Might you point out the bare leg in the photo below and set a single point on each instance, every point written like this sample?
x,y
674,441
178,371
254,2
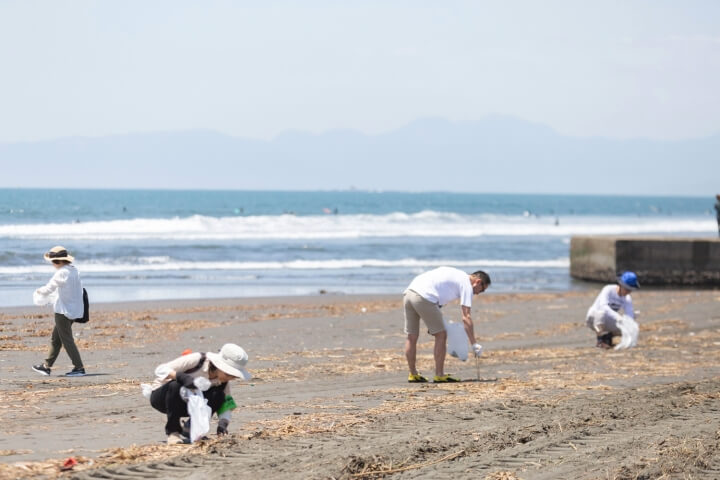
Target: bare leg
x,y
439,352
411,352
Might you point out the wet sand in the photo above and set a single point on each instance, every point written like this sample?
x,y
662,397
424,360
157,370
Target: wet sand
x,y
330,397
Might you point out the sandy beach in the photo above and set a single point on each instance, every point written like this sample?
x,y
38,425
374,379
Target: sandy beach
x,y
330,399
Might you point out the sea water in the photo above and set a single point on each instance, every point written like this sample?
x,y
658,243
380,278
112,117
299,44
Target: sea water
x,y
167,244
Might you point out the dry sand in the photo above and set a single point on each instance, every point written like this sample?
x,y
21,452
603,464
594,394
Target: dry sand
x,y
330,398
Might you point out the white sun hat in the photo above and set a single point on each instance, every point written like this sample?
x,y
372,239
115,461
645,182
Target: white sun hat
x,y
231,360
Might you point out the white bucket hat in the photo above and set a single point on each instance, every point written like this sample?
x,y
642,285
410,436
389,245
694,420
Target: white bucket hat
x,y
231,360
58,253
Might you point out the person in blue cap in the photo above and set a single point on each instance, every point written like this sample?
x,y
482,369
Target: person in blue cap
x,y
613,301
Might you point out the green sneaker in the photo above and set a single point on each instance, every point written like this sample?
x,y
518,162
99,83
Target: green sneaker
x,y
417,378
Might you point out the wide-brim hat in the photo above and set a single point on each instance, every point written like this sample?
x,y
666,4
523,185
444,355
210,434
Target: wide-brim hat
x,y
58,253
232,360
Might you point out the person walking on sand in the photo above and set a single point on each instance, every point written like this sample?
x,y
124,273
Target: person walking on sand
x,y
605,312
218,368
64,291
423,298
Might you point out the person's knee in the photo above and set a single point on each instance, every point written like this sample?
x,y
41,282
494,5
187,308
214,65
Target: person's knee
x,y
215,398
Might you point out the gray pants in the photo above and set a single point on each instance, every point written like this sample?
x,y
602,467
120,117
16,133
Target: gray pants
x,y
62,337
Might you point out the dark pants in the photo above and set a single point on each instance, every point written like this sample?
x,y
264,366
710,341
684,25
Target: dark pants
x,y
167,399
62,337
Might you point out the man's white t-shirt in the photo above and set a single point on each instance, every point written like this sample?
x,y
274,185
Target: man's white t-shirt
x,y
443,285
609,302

====

Prompt ▸ Copy out everything from the line containing "Might you point out the dark" down to the end of the records, with no changes.

Solved exercise ▸
Might you point out the dark pants in the photo above and set a single point on each instance, every point written like this sample?
x,y
264,366
710,341
684,25
Target: dark pants
x,y
167,399
62,337
Might you point out the man's white t-shirt in the photo above and set a single point on each instance, every point written like this sample?
x,y
274,185
Target: man's white t-shirt
x,y
443,285
609,302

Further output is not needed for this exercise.